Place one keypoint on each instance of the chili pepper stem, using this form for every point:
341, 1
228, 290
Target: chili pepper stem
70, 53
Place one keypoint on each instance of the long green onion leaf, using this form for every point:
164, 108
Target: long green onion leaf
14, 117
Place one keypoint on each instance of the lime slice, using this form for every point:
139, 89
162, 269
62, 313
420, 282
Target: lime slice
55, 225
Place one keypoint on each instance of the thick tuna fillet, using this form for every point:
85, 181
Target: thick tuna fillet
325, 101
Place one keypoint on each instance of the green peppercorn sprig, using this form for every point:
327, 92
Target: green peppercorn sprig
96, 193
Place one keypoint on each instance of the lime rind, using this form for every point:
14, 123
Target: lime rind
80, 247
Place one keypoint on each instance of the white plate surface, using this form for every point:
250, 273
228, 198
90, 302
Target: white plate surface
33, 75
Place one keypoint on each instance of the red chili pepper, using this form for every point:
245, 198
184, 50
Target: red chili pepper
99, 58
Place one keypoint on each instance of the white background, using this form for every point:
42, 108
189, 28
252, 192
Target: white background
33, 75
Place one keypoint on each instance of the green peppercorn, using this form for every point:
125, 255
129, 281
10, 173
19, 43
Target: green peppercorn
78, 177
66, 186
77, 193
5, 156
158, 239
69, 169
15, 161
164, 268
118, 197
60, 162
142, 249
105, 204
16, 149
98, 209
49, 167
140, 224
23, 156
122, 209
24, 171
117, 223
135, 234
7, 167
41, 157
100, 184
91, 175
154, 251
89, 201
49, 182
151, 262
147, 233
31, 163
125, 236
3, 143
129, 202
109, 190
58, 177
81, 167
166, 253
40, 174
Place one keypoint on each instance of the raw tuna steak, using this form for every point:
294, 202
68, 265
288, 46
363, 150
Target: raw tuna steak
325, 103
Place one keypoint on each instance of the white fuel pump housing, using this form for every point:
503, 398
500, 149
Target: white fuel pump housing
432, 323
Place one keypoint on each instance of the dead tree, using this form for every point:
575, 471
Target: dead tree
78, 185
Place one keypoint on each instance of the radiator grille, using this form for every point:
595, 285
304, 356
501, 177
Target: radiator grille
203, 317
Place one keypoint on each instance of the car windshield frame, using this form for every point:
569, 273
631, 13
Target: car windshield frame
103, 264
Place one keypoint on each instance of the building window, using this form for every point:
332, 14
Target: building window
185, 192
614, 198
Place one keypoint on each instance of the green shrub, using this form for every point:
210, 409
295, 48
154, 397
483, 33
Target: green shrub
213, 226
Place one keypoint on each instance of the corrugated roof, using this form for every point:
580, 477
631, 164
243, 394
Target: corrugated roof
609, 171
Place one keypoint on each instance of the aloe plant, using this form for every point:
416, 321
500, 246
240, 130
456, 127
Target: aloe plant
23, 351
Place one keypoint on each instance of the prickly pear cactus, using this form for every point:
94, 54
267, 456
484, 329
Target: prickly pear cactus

WHAT IS ASKED
What are the lines from the one with "Place one keypoint on each instance of the radiator" through the last line of the records above? Quote them exactly and add nothing.

RESULT OF THE EXERCISE
Place one keypoint on each instance of the radiator grille, using this form for every point:
595, 285
304, 356
501, 177
Target: radiator grille
203, 317
Place one keypoint on each instance of the car windshield frame, using this form for every point:
569, 273
631, 13
Target: car windshield frame
103, 264
Place one keypoint on each instance of the building window, using this form for every point:
332, 14
Target: building window
185, 192
614, 198
Place one keypoint on each instance of the green shrub, using this form for every point:
210, 409
295, 48
154, 397
483, 33
Target: green shrub
213, 226
Place one keypoint on each instance of the corrugated roof, using this form for every point:
580, 477
631, 164
243, 394
Target: corrugated roof
609, 171
Place one keypoint on each instance of the aloe plant, using this form for every point:
416, 321
500, 246
240, 130
456, 127
Target: aloe plant
23, 351
Place one keypoint on each instance of the prickly pear cactus, using this form for every point:
94, 54
267, 456
484, 329
Target: prickly pear cactus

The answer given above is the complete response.